> **ARTICLE**
· · · ·
# mystery lack of zilla hairball/controller/throttle signal



## EVfun (Mar 14, 2010)

In the back of the manual there is a section on the DAQ. Try checking in DAQ 3 and 4. Look for throttle position being read and look to see what the Hairball thinks the Zilla is doing. The goal is observe the cause of no output. Is it a failure to read the throttle or a failure to respond to throttle input? 

Check to see if any new error codes have been set. They tell a lot... sometimes cryptically.


----------



## dtbaker (Jan 5, 2008)

ok, when I key-on, state changes as expected to 1314 'waiting for throttle input'. there are no error codes, all 1111.

press throttle, nothing happens.

tried p) special menu, Q, and I get nothing on the screen.... is something supposed to happen?
oh, whoops, just looked back at manual, I have to enter "Q3", going to go do this right now....


----------



## dtbaker (Jan 5, 2008)

ok, with Q3 open and running, I do see 'response' in the first two columns showing throttle signal presumably (but its in hex). the next to last column changes from 23 to 26 and last col changes from SOMFS to OMFS

the status column changing from 23 to 26 confuses me...
· · · ·
> **WORK REQUIRED**
Could you carry on the Zilla throttle thread above, starting after the final sentence of its last post?

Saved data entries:
· · · ·
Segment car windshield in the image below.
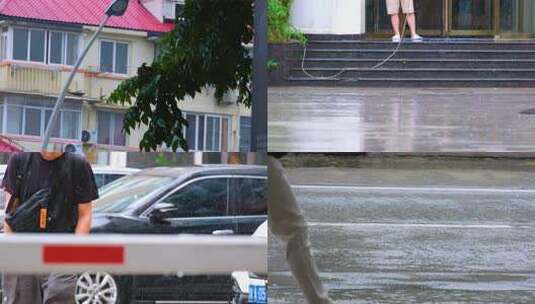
[94,175,173,213]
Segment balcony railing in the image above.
[0,62,126,100]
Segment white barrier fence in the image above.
[0,234,267,275]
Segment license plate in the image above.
[249,285,267,304]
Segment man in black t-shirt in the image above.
[2,152,98,304]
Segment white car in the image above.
[232,221,268,304]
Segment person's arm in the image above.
[75,202,92,234]
[4,191,13,234]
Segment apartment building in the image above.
[0,0,251,152]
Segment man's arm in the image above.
[4,191,13,234]
[75,202,93,234]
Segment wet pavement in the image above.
[268,87,535,152]
[269,168,535,303]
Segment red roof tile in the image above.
[0,0,174,32]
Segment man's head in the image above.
[41,151,63,160]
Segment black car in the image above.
[77,165,267,303]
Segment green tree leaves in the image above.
[108,0,253,151]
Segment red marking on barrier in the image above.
[43,245,124,264]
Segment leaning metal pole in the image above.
[41,14,111,151]
[251,0,268,152]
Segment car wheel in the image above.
[75,272,119,304]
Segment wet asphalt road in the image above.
[269,186,535,303]
[268,87,535,152]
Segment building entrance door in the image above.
[446,0,500,36]
[366,0,524,37]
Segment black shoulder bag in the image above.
[5,156,65,233]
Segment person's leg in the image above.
[407,13,417,37]
[268,157,331,304]
[0,274,42,304]
[386,0,401,38]
[401,0,422,41]
[42,274,77,304]
[390,14,401,36]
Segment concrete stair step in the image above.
[289,58,535,69]
[289,48,535,59]
[287,77,535,87]
[307,40,535,50]
[290,68,535,79]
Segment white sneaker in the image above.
[411,34,424,42]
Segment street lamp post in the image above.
[251,0,268,152]
[41,0,129,151]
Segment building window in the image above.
[13,28,80,65]
[0,97,82,140]
[100,41,128,74]
[13,28,46,63]
[185,113,231,152]
[0,29,7,60]
[240,116,251,152]
[97,111,126,146]
[49,32,79,66]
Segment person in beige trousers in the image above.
[268,156,332,304]
[386,0,423,43]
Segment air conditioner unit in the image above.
[221,90,238,105]
[163,0,185,21]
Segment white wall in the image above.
[290,0,366,34]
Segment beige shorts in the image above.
[386,0,414,15]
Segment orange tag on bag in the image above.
[39,208,46,229]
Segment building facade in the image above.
[291,0,535,38]
[0,0,251,151]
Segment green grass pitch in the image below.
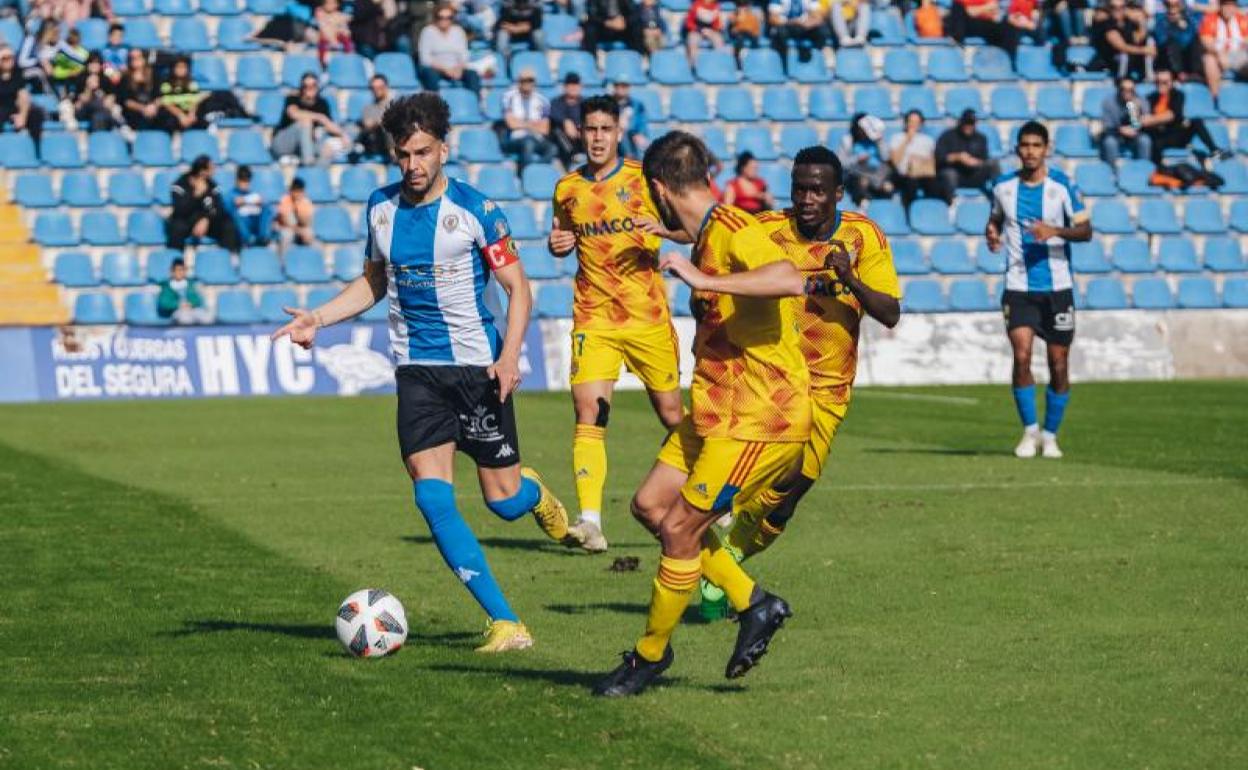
[0,382,1248,770]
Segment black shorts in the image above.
[1001,288,1075,347]
[394,364,520,468]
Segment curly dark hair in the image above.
[382,91,451,145]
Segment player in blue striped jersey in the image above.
[273,92,568,653]
[985,121,1092,458]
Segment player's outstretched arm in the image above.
[659,252,806,300]
[272,261,387,348]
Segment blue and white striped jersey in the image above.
[364,178,518,367]
[992,167,1088,292]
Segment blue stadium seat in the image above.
[1071,238,1113,273]
[1183,198,1227,235]
[1112,238,1157,273]
[74,292,117,323]
[763,87,806,122]
[927,46,970,82]
[168,17,212,54]
[61,171,104,208]
[931,238,976,276]
[79,211,124,246]
[1083,278,1129,311]
[948,278,1001,312]
[648,50,694,86]
[671,89,710,124]
[866,200,910,237]
[910,198,957,234]
[809,86,850,121]
[1204,236,1248,273]
[1036,86,1080,120]
[312,206,357,243]
[1136,198,1183,236]
[884,49,924,82]
[735,126,780,161]
[458,129,504,163]
[52,251,100,288]
[100,252,147,286]
[890,238,930,276]
[195,248,238,286]
[477,166,524,201]
[901,278,948,313]
[1075,161,1118,197]
[603,51,648,86]
[217,291,261,323]
[715,86,759,122]
[1092,201,1136,235]
[126,208,165,246]
[12,173,61,208]
[990,85,1033,120]
[741,49,789,85]
[1131,278,1174,309]
[698,51,741,85]
[537,283,572,318]
[1222,278,1248,307]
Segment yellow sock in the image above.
[572,424,607,515]
[701,532,754,612]
[636,557,701,663]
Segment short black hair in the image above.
[382,91,451,145]
[580,96,620,124]
[1018,120,1048,145]
[792,145,845,187]
[641,131,711,192]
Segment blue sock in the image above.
[485,477,542,522]
[413,479,519,620]
[1045,388,1071,433]
[1015,386,1036,428]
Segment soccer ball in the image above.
[333,588,407,658]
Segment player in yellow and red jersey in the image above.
[549,96,689,552]
[594,131,810,696]
[703,146,901,616]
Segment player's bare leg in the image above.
[1008,326,1041,459]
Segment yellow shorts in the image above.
[572,323,680,392]
[658,414,805,513]
[801,393,850,479]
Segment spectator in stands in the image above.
[1201,0,1248,87]
[165,155,238,252]
[0,44,44,149]
[829,0,871,49]
[721,151,776,213]
[503,70,555,171]
[1153,0,1222,94]
[1088,0,1157,81]
[416,2,480,94]
[580,0,646,54]
[222,166,273,246]
[156,257,212,324]
[273,177,316,247]
[71,51,117,131]
[160,56,206,131]
[836,112,894,206]
[1101,75,1153,165]
[889,110,953,208]
[936,110,1001,193]
[273,72,349,166]
[945,0,1018,59]
[684,0,724,62]
[356,75,394,160]
[494,0,545,61]
[550,72,585,170]
[768,0,827,62]
[1142,70,1231,165]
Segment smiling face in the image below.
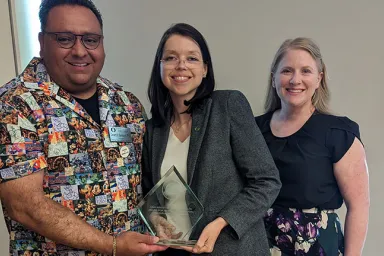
[273,49,323,108]
[39,5,105,98]
[160,35,207,100]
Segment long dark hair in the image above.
[148,23,215,125]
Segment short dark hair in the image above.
[148,23,215,126]
[39,0,103,31]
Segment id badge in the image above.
[108,127,132,142]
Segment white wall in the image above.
[0,0,16,252]
[94,0,384,256]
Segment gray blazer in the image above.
[142,91,281,256]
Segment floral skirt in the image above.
[264,208,344,256]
· · · ·
> **TASK ANSWER**
23= wait for throttle input
26= battery voltage limit active

.... the change I made this am was to raise the battery voltage limit to above my actual pack voltage, basically I should never see OperatingStatus=26 with the voltage limits set above actual pack voltage, right?

so I'm really confused now as it looks like there IS throttle response, but a voltage limit applied when there shouldn't be?


----------



## dtbaker (Jan 5, 2008)

duh
mystery solved.

In my fooling around with wanting to test the results of limiting the voltage thru motor to emulate a lower voltage pack, I had set the motor setting m)v = 120 which was fine and did what it was supposed to. This morning I raised it back up to above pack voltage to eliminate the 'throttling' since I found it actually resulted in WORSE efficiency (supprisingly).

The mistake I made in reviewing other menus is that I also raised the value in the battery menu b)v to above pack voltage to match..... DUH. The hairball was doing exactly what it was supposed to and would not 'run' below this safety voltage.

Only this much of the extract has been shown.